# Listed entries:
Content starts
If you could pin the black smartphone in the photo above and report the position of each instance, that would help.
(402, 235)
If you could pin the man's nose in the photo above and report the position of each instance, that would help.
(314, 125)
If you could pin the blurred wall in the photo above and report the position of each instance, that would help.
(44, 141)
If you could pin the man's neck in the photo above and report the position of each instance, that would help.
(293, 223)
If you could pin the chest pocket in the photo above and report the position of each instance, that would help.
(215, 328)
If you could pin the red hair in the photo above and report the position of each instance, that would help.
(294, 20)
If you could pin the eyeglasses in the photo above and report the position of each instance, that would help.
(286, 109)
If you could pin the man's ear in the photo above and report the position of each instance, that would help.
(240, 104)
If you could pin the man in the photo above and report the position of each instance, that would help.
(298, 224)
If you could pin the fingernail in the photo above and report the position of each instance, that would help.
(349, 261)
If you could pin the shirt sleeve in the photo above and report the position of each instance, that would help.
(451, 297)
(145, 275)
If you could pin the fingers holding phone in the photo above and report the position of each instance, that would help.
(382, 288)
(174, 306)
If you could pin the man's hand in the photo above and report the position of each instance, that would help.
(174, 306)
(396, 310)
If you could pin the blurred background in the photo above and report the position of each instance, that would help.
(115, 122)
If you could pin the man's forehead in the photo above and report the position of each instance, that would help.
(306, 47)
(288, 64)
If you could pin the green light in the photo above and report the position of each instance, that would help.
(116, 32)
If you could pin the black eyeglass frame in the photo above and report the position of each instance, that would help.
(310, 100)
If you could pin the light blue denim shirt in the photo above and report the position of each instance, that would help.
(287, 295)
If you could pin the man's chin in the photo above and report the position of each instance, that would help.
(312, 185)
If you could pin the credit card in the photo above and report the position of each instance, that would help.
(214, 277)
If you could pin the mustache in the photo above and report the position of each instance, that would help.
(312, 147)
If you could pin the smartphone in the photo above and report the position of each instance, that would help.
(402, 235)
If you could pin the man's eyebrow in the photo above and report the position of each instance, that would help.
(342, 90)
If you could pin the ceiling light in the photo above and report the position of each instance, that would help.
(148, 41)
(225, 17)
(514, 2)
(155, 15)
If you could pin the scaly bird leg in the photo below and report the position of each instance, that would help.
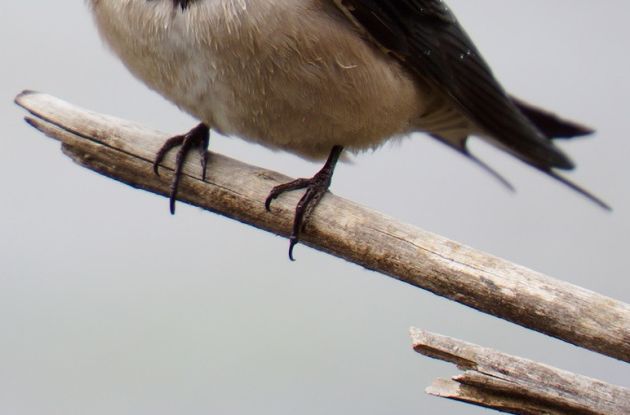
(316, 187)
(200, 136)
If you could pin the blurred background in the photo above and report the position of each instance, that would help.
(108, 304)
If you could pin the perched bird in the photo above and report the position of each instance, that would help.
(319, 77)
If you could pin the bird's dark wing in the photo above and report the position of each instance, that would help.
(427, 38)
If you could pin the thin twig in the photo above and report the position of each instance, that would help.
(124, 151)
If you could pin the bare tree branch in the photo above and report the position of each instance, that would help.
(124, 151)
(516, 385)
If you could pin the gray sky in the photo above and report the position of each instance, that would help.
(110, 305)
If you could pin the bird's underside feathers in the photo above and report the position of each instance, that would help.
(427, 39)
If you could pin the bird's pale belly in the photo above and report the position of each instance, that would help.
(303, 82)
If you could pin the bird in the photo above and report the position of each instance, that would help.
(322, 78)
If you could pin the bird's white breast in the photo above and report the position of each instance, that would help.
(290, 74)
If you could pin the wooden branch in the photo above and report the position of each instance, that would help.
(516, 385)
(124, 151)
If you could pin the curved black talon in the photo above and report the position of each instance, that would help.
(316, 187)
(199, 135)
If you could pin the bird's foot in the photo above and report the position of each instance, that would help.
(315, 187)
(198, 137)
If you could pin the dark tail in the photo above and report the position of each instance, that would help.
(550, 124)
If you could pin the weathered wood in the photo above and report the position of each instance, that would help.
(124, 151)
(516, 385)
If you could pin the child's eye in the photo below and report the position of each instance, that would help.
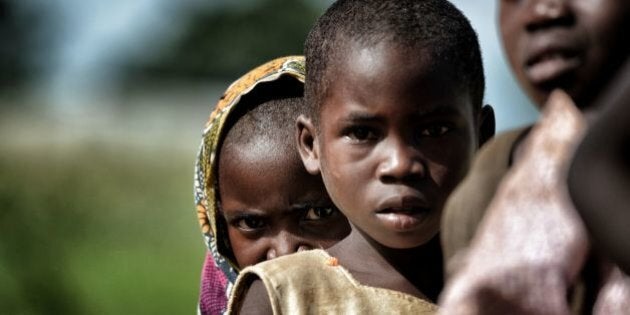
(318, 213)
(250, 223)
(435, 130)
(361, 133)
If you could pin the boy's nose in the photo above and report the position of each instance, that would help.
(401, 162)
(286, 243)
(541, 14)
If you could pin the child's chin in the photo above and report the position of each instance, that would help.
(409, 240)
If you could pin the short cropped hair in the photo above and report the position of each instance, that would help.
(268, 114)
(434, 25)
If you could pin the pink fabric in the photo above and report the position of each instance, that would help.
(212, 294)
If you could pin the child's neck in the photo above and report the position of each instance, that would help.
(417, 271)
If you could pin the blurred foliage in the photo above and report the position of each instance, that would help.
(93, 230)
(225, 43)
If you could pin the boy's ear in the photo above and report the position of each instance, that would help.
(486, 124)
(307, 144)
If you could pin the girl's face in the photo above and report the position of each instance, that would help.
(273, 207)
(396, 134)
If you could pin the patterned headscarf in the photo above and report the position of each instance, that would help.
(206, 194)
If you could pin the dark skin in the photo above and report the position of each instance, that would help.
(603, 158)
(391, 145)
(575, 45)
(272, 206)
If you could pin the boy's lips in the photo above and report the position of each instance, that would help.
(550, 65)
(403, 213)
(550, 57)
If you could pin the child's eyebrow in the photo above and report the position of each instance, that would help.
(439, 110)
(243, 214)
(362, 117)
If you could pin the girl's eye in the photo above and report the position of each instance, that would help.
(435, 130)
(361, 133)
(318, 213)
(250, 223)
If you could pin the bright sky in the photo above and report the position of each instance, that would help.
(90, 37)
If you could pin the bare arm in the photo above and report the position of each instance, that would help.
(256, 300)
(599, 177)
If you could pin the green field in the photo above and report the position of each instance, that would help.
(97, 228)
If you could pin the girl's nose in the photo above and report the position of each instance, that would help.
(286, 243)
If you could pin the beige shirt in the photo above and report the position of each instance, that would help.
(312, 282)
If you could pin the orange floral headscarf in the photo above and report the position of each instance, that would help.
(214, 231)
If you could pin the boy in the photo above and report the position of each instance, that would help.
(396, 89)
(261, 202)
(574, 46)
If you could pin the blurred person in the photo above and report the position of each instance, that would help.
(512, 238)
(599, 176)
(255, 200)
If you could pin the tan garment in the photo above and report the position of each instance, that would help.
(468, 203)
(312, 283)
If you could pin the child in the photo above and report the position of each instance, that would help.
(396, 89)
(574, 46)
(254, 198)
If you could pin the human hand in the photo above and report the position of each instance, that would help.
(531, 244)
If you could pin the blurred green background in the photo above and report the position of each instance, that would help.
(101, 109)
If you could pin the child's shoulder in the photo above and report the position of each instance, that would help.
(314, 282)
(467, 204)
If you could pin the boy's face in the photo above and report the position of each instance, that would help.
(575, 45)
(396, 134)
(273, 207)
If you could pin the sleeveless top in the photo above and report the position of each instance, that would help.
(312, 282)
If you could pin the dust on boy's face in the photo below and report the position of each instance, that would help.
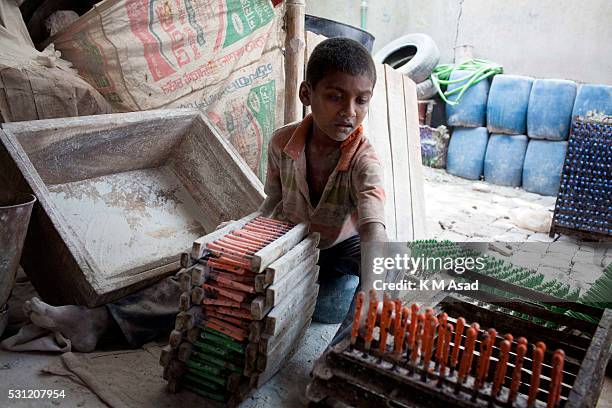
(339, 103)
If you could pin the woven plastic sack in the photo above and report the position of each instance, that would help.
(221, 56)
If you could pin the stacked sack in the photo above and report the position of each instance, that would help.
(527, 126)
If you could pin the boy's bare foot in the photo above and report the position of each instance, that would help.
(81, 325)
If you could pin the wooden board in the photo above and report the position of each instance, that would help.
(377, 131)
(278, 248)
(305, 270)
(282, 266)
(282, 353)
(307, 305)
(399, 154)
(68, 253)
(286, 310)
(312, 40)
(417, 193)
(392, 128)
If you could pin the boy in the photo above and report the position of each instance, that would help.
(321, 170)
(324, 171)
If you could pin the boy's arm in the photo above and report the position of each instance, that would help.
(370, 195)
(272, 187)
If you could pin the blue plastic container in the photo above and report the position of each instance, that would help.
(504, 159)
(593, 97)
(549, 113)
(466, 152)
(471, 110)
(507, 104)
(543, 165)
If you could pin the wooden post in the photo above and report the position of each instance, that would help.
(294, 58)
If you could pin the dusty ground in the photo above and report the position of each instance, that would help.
Content ends
Content starts
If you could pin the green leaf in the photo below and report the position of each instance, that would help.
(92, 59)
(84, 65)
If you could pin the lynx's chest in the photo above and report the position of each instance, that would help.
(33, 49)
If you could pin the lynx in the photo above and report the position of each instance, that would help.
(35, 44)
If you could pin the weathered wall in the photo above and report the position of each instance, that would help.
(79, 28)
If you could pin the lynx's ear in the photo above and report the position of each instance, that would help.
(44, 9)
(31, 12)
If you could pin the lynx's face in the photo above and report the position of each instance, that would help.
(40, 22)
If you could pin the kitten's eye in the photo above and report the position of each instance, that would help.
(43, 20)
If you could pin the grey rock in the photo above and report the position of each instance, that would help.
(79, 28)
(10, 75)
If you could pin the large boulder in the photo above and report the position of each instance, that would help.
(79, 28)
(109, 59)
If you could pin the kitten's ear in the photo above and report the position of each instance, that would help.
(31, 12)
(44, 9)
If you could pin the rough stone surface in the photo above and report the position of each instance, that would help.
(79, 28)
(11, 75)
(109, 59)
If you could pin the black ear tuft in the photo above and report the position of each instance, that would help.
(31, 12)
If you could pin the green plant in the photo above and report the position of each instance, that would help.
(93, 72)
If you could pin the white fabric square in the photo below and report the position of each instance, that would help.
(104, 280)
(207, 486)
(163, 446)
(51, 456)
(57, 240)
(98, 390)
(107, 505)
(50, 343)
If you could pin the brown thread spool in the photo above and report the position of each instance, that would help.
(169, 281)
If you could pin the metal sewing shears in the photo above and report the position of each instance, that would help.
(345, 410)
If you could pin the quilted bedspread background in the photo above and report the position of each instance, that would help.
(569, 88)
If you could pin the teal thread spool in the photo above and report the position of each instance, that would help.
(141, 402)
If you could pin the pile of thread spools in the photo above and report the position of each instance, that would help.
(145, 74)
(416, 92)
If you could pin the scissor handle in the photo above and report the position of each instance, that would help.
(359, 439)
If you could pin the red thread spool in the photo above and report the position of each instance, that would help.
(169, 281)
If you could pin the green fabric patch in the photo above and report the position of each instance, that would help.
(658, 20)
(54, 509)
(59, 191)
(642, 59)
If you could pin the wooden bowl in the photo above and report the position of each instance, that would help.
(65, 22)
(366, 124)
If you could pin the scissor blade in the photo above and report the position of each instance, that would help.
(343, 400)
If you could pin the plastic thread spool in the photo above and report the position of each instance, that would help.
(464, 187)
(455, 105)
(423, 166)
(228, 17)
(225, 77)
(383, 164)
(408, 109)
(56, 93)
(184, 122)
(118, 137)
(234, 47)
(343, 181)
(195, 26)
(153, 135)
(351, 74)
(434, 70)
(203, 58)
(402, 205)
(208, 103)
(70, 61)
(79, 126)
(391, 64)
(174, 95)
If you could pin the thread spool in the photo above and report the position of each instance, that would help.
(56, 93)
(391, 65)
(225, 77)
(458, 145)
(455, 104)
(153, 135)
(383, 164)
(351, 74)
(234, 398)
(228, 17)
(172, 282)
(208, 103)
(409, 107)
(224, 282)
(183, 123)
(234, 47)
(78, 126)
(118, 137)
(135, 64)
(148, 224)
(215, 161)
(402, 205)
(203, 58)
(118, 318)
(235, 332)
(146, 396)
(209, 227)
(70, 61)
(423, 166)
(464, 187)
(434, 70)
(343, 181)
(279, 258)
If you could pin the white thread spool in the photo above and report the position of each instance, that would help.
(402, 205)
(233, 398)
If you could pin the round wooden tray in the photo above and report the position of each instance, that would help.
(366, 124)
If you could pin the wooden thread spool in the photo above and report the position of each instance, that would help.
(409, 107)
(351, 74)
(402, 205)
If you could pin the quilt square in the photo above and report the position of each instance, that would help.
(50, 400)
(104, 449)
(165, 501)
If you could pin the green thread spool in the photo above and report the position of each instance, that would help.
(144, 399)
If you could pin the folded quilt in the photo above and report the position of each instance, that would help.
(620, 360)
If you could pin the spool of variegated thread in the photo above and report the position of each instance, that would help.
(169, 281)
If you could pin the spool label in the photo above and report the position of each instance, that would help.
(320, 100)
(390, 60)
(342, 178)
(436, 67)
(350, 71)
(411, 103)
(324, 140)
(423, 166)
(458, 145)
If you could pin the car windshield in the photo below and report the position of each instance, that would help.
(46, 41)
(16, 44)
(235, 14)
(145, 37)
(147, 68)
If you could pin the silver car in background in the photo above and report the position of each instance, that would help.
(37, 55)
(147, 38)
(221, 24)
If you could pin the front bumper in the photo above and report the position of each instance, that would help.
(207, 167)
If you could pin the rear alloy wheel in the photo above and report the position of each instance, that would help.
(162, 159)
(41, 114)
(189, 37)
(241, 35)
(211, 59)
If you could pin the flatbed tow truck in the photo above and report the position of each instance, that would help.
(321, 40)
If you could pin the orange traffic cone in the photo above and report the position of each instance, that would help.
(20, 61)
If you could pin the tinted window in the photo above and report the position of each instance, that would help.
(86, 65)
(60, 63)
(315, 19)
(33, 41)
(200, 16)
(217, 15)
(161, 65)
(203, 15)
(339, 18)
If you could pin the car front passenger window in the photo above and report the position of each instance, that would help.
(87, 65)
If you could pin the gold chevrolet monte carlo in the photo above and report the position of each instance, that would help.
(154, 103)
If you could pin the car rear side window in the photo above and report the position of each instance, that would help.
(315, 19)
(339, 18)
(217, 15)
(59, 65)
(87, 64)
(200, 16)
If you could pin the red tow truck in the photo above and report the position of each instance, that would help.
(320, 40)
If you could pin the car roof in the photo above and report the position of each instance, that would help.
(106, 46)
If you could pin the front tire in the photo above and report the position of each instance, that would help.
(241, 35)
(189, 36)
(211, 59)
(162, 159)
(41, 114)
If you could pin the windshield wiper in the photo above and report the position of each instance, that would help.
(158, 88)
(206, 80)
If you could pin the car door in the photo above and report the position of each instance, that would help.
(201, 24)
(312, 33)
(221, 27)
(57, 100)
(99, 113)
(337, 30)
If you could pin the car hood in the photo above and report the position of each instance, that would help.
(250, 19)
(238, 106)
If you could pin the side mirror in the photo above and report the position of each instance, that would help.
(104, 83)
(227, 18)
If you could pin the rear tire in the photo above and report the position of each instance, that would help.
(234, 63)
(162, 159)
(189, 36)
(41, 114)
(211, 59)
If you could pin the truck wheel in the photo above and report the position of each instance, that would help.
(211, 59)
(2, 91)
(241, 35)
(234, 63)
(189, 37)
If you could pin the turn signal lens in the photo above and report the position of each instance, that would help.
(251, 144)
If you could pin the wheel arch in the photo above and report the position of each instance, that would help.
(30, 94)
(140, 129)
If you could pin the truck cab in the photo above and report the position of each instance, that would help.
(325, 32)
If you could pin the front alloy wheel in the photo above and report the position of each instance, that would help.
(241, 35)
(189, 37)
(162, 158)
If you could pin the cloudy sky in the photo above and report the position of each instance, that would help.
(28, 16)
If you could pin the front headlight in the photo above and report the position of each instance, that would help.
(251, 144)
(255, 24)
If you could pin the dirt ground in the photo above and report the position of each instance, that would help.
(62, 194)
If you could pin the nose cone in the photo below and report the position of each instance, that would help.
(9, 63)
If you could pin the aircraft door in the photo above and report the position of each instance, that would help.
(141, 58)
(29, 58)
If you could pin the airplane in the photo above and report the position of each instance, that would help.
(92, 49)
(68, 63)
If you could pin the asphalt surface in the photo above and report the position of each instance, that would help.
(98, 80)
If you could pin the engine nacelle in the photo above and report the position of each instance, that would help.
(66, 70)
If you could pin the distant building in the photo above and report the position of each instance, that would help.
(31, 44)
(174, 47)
Content ends
Content starts
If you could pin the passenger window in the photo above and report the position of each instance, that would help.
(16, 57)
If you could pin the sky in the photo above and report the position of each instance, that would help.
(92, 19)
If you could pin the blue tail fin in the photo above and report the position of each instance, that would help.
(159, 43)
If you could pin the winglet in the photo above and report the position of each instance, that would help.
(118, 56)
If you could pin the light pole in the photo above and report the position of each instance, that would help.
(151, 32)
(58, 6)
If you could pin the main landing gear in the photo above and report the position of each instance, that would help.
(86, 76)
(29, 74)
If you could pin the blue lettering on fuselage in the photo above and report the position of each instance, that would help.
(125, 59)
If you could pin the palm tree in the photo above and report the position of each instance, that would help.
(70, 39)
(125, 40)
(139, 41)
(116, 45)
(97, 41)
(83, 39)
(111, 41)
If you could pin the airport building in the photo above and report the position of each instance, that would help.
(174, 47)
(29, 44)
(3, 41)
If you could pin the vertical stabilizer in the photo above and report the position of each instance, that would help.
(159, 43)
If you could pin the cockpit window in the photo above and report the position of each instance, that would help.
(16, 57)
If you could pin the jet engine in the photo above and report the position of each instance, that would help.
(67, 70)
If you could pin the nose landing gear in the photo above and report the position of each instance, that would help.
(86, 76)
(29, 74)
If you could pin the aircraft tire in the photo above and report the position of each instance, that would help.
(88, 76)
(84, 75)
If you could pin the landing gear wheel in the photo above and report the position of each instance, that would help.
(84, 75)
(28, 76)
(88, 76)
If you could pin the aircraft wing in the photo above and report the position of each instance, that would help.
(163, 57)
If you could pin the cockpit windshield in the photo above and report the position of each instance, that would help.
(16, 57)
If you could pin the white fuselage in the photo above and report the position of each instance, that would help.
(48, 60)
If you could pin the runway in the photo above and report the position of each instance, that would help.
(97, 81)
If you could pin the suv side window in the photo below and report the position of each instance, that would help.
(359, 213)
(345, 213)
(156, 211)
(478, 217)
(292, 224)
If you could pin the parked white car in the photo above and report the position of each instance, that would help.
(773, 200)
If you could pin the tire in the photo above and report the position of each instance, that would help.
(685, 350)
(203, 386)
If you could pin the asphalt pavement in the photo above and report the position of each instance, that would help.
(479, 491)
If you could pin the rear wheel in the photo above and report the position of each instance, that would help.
Content ends
In the listing above, find the line with "If you could pin the wooden post" and the line with "If you could pin the dusty", then print exactly those lines and every line between them.

If you could pin the wooden post in the photo above and report the position of each instance, that would help.
(294, 58)
If you could pin the dusty ground in the photo above and report the position of each instance, that would help.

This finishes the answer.